* QUOTED PASSAGE:
#####

Beanz Meanz Heinz, but TNT means… no cycling, at least according to former British Cycling chief Cookson

The backlash to Warner Bros. Discovery’s controversial decision to close down Eurosport in the UK and Ireland and shift its cycling coverage to the £30.99-a-month TNT Sports channel continues to rumble on, amid reports that pro teams and sponsors have raised concerns that the move could lead to a substantial drop in viewership in a key market.

Eurosport’s closure at the end of February, after over three decades of broadcasting in the UK, comes as Warner Bros. Discovery integrates all the channel’s content onto its main TNT channels, meaning cycling will now be broadcast on TNT Sports rather than Eurosport and, as it is already, available to stream on discovery+.

However, Discovery’s longstanding integration project – which was cited as the key factor behind the demise of cycling-specific streaming platform GCN+ in late 2023 – also means that cycling fans will now have to pay a £30.99-a-month premium discovery+ subscription to watch bike races on TNT, a package which includes the channel’s other sports coverage, such as Champions League and Premier League football.

2024 Tour de France peloton (ASO/Charly Lopez)

(ASO/Charly Lopez)

That £371.88-a-year package is a whopping 443 per cent more expensive than Discovery’s previous £6.99-a-month basic subscription, a price hike that has understandably been condemned by fans, who have branded it “exploitation” and a decision that will “destroy our sport”.

> How to watch cycling for less now it's moving to £30.99-a-month TNT Sports

The news that watching bike races in the UK and Ireland is about to get a whole lot more expensive has also been criticised by some riders and pro cycling stakeholders, with former UCI and British Cycling president Brian Cookson the latest to weigh in on cycling’s controversial transfer to TNT – by comparing it to buying baked beans at the shop.

As we first reported on the live blog, Cookson, who held the top position at the UCI between 2013 and 2017, took to his LinkedIn page when the news broke last week to criticise the “outrageous and incompetent mishandling of this by Eurosport/Discovery/Warner Bros.”, asking: “Are you trying to kill cycling for your British customers?”

Then, responding to road.cc’s story on the fans threatening to report Warner Bros. Discovery to the UK market regulator for “abuse of monopoly” and “price gouging”, Cookson later suggested: “So maybe this is not going to be quite so easy for WBD.”

Brian Cookson at the World Cycling Centre in Aigle (source Briancookson.org).jpg

In another post, Cookson – inspired, perhaps, by his weekly shop – said: “Here’s an alternative way to look at this. I like a particular brand of baked beans, which I can buy at a number of different supermarkets at a reasonable price. I don’t like any other beans or any other sort of canned vegetables.

“Now I find that in future I am only going to be able to buy these beans from one particular supermarket, and I will have to buy several other brands of beans and canned vegetables that I don’t like and don’t ever eat.”

The former British Cycling president continued: “Can you imagine any retailer of any other product getting away with that? Can you imagine that company and people in that industry telling the people who objected that they just didn’t understand that industry?

“I think the many people who are objecting to this move by WBD to scrap Eurosport in the UK and Ireland, to package its coverage of sports like cycling in with sports we don’t wish to watch, whilst hiking up the price for this combination by a ridiculous amount, well, I think we understand it very well indeed. And we don’t like it.”

#####

Dataset entries
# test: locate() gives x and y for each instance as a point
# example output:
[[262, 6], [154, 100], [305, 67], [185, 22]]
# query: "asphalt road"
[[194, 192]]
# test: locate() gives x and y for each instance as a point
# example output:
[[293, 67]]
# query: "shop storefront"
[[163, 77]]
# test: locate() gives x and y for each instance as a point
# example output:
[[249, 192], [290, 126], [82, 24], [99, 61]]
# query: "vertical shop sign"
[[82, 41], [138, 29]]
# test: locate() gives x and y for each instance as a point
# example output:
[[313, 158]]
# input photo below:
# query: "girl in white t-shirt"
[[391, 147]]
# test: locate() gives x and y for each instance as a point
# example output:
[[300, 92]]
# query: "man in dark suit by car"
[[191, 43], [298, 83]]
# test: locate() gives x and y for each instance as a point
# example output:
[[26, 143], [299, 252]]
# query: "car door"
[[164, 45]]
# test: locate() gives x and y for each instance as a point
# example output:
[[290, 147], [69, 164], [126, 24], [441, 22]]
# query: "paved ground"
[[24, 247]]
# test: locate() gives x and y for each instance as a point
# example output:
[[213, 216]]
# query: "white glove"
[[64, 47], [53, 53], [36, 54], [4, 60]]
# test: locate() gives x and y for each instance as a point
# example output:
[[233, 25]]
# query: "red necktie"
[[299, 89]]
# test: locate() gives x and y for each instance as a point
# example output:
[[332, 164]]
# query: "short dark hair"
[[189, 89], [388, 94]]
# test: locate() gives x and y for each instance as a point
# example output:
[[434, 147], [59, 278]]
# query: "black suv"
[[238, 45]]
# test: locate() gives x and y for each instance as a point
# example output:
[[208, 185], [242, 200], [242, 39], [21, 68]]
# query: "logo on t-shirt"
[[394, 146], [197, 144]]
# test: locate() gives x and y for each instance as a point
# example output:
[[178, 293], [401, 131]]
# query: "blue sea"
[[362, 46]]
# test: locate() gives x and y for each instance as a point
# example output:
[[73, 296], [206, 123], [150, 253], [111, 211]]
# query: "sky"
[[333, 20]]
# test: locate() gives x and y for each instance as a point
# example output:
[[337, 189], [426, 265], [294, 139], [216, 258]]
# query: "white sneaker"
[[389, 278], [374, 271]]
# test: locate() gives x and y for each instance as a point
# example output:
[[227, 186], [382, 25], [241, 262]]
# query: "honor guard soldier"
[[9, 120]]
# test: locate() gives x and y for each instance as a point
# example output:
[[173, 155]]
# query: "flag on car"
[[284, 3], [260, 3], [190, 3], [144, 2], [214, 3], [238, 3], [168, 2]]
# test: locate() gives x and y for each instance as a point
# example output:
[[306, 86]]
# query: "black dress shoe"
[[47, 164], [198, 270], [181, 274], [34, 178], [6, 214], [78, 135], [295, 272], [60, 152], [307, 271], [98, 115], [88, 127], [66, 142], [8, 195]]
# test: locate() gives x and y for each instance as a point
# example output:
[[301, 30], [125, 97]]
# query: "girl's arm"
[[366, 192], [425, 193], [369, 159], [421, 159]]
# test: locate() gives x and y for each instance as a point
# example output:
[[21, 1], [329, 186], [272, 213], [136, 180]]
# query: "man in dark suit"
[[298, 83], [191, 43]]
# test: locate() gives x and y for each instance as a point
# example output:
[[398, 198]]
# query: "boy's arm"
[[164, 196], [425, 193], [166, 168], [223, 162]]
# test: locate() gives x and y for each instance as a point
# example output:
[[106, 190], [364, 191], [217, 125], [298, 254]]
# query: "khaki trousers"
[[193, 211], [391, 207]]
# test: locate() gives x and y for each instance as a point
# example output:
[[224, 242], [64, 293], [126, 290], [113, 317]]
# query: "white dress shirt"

#####

* SET OF TASKS:
a) Reproduce the stretch of the article on cycling's move to TNT Sports from "Then, responding to" through "of canned vegetables.", switching "baked beans" to "canned soup".
b) According to the article on cycling's move to TNT Sports, what did Discovery's previous basic subscription cost per month?

* LIST OF SOLUTIONS:
a)
Then, responding to road.cc’s story on the fans threatening to report Warner Bros. Discovery to the UK market regulator for “abuse of monopoly” and “price gouging”, Cookson later suggested: “So maybe this is not going to be quite so easy for WBD.”

Brian Cookson at the World Cycling Centre in Aigle (source Briancookson.org).jpg

In another post, Cookson – inspired, perhaps, by his weekly shop – said: “Here’s an alternative way to look at this. I like a particular brand of canned soup, which I can buy at a number of different supermarkets at a reasonable price. I don’t like any other beans or any other sort of canned vegetables.

b) It cost £6.99 a month.